#### WRITTEN EXERCISE A:
Do the three statements below agree with the press release about the South Windsor couple? For each, answer yes or no and quote the words of the release that decide it. (i) The Khans were released on $50,000 bonds. (ii) Khatija Khan was an attorney. (iii) The Khans recruited clients between approximately May 2015 and January 2018.

#### SOURCE TEXT:
***

South Windsor couple charged with defrauding immigrant clients, USCIS

 

Date: December 19, 2019

Contact: newsroom@ci.irs.gov

A federal grand jury in New Haven has returned an indictment yesterday charging Babar Khan, 41, and Khatija Khan, 38, both of South Windsor, with offenses related to scheme through which individuals seeking immigration services were defrauded.

The Khans were arrested today. They appeared before U.S. Magistrate Judge Robert A. Richardson and were released on $50,000 bonds.

As alleged in the indictment, Babar and Khatija Khan, who are married, operated JLLAS CORP. and EIMAAN LLC, which were created to provide services to clients involved in proceedings with U.S. Citizenship and Immigration Services ("USCIS"). Between approximately May 2015 and January 2018, the Khans recruited clients who sought some form of immigration status, relief or benefit. Many of these clients are aliens residing in the U.S. without legal status and had limited education, a limited ability to understand English, and little to no knowledge of the documents that the Khans were filing with USCIS on their behalf.

The indictment alleges that Khatija Khan represented herself as an attorney with a background in immigration matters, even though she was not an attorney. The Khans prepared petitions and applications for their clients that contained information that they knew to be false. They also fabricated false documents to support their clients' applications with USCIS without their clients' knowledge. They then mailed, or caused to be mailed, these fraudulent applications and documents to USCIS, where they were received and made part of the official Alien file of each respective client.

***

#### DATA FOR THIS TASK:
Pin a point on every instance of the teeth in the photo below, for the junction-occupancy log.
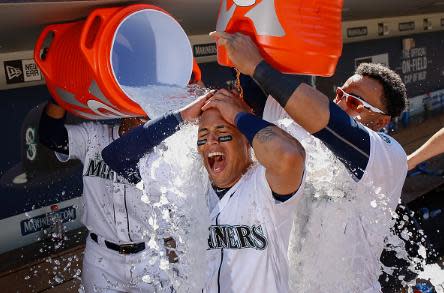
(213, 154)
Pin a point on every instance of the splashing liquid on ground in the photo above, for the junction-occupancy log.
(329, 219)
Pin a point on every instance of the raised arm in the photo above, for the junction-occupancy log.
(308, 107)
(281, 154)
(123, 154)
(432, 147)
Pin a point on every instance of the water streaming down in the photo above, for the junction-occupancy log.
(175, 184)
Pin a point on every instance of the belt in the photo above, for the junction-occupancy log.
(122, 248)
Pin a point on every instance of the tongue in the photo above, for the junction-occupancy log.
(218, 163)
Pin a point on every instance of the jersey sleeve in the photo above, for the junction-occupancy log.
(78, 140)
(264, 190)
(387, 166)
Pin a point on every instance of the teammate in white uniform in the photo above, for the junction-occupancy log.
(342, 240)
(115, 257)
(251, 204)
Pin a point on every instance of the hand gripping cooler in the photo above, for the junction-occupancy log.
(88, 63)
(294, 36)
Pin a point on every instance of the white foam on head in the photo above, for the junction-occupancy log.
(176, 185)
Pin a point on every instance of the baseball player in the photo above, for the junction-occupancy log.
(115, 258)
(343, 240)
(251, 203)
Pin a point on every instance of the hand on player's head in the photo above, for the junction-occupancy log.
(241, 50)
(228, 103)
(192, 111)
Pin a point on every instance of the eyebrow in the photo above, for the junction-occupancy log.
(217, 127)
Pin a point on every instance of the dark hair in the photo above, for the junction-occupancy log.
(395, 93)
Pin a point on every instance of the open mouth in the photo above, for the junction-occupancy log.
(216, 161)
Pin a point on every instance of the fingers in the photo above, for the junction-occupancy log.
(219, 35)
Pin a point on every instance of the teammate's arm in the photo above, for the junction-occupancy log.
(123, 154)
(307, 106)
(52, 131)
(281, 154)
(432, 147)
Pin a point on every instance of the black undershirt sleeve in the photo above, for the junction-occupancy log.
(123, 154)
(347, 139)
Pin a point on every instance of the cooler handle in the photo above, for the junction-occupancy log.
(93, 25)
(38, 47)
(197, 73)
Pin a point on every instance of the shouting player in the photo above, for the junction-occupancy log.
(344, 239)
(251, 203)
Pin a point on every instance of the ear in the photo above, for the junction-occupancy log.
(383, 121)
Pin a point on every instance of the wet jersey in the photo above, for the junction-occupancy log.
(113, 207)
(340, 242)
(249, 236)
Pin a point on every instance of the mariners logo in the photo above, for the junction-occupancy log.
(237, 237)
(31, 144)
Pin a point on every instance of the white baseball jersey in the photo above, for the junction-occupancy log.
(340, 245)
(249, 236)
(113, 208)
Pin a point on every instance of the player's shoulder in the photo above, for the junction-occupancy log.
(386, 153)
(381, 139)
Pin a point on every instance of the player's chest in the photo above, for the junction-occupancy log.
(238, 222)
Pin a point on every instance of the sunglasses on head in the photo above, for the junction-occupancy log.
(354, 102)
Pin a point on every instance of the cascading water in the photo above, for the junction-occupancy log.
(175, 184)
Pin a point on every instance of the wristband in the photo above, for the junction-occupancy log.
(249, 124)
(280, 86)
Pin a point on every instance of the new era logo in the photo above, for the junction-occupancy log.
(13, 72)
(18, 71)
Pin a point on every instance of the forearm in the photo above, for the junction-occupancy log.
(306, 106)
(433, 147)
(52, 131)
(123, 154)
(271, 144)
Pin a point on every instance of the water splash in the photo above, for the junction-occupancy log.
(158, 100)
(176, 185)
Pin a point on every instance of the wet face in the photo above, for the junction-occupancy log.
(371, 91)
(224, 150)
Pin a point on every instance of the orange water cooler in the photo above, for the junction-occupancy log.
(295, 36)
(87, 64)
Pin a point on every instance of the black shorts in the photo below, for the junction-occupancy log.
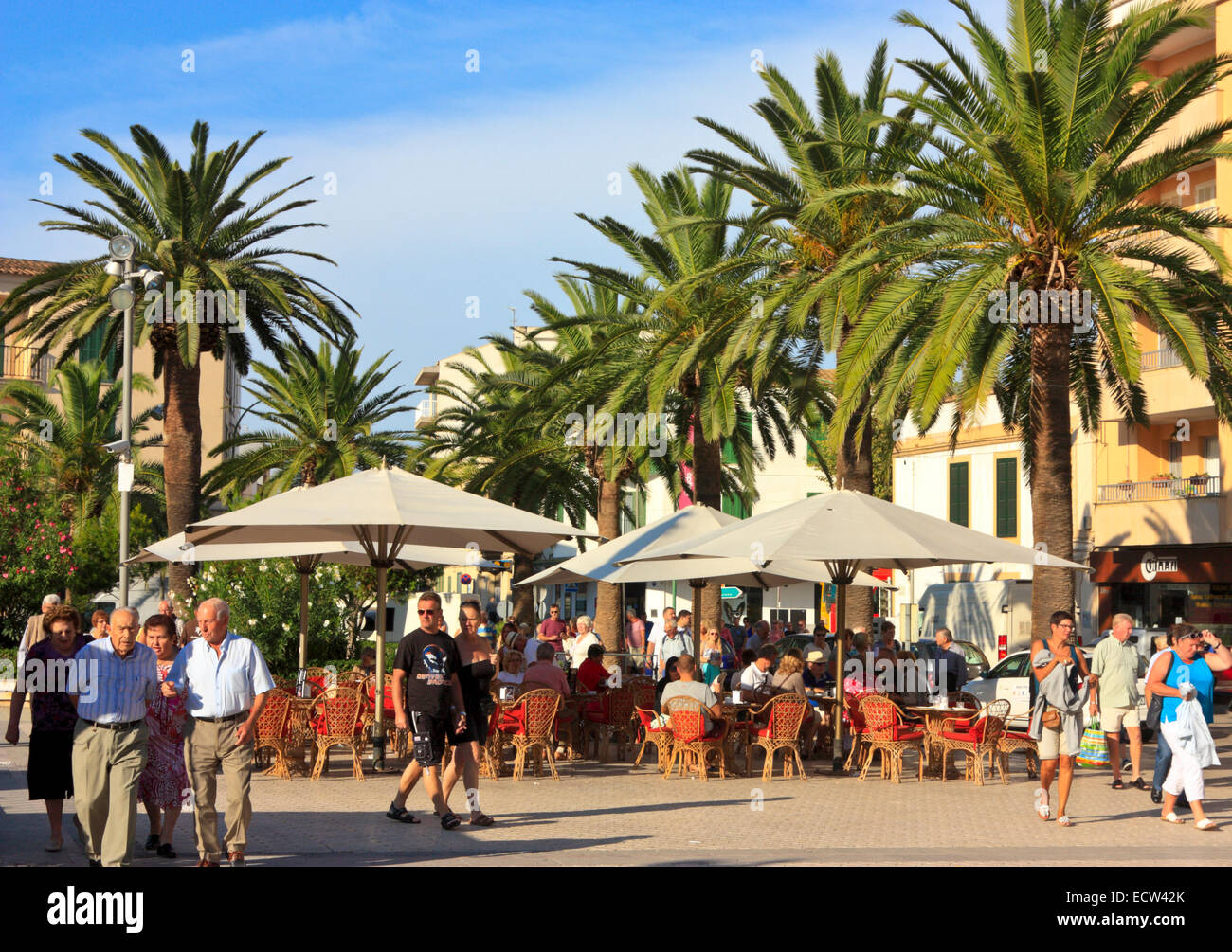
(49, 768)
(427, 730)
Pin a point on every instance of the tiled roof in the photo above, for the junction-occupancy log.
(23, 266)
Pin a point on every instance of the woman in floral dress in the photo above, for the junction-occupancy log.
(164, 782)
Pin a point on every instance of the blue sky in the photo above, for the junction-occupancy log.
(450, 184)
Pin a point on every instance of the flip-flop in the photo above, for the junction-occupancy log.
(401, 813)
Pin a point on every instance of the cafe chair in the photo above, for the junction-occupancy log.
(977, 738)
(690, 742)
(658, 735)
(271, 730)
(886, 733)
(781, 733)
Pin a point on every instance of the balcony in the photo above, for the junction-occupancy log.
(24, 364)
(1153, 491)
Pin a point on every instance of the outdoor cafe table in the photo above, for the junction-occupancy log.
(934, 717)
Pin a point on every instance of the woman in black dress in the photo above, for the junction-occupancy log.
(476, 673)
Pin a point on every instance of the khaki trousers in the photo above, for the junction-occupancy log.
(209, 744)
(106, 767)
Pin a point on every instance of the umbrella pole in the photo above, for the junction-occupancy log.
(839, 657)
(378, 692)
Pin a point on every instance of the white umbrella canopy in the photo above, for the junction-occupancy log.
(599, 565)
(383, 510)
(851, 531)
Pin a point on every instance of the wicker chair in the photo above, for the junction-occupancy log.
(781, 731)
(977, 737)
(689, 737)
(887, 734)
(538, 710)
(271, 730)
(614, 719)
(661, 737)
(1015, 741)
(337, 712)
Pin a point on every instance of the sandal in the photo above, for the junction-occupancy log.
(401, 813)
(1042, 804)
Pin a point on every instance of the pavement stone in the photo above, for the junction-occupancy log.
(612, 816)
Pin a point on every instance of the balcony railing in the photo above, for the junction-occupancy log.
(1159, 360)
(1152, 491)
(24, 364)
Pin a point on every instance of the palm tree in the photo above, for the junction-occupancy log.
(849, 140)
(1040, 177)
(324, 417)
(201, 229)
(697, 287)
(496, 439)
(69, 434)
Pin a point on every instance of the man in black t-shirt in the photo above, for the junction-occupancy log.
(427, 664)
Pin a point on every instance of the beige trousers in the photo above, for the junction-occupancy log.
(106, 767)
(210, 744)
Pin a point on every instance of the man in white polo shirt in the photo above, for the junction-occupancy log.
(226, 681)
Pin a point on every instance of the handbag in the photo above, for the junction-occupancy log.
(1093, 749)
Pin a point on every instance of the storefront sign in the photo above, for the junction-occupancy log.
(1152, 565)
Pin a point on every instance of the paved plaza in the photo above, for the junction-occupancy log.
(608, 815)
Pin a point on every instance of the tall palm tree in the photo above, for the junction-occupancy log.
(849, 140)
(200, 226)
(1042, 180)
(497, 439)
(697, 284)
(70, 432)
(324, 417)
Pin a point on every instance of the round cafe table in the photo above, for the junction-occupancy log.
(933, 718)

***

#### WRITTEN EXERCISE B:
Give the records from the line with "Pin a point on every instance of the man in black" through the end of the records as a Markdown table with the columns Row and Line, numbering each row.

#### COMPLETE ANSWER A:
(i) Yes: "were released on $50,000 bonds"
(ii) No: "even though she was not an attorney"
(iii) Yes: "Between approximately May 2015 and January 2018"

#### COMPLETE ANSWER B:
| Row | Line |
|---|---|
| 1 | Pin a point on every instance of the man in black t-shirt in the photo above, for the junction-occupancy log. |
| 2 | (427, 664) |
| 3 | Pin a point on every instance of the beige trousers in the photo above, for the junction-occupancy log. |
| 4 | (106, 767) |
| 5 | (210, 744) |
| 6 | Pin a point on every instance of the man in white polo shirt in the photo above, for the junction-occupancy log. |
| 7 | (226, 681) |
| 8 | Pin a point on every instance of the handbag in the photo above, for the junction-occupancy log. |
| 9 | (1093, 749) |
| 10 | Pin a point on every instance of the storefront sign in the photo above, for the junction-occupancy log. |
| 11 | (1152, 565) |
| 12 | Pin a point on every instance of the paved plaza in the photo above, for the junction-occupancy log. |
| 13 | (608, 815) |
| 14 | Pin a point on every instance of the tall palm tree in the photo above, for the junction-occupancy log. |
| 15 | (849, 140) |
| 16 | (200, 226) |
| 17 | (1042, 180) |
| 18 | (497, 439) |
| 19 | (697, 284) |
| 20 | (70, 432) |
| 21 | (324, 417) |
| 22 | Pin a point on every instance of the round cafe table in the photo above, for the junction-occupancy log. |
| 23 | (933, 718) |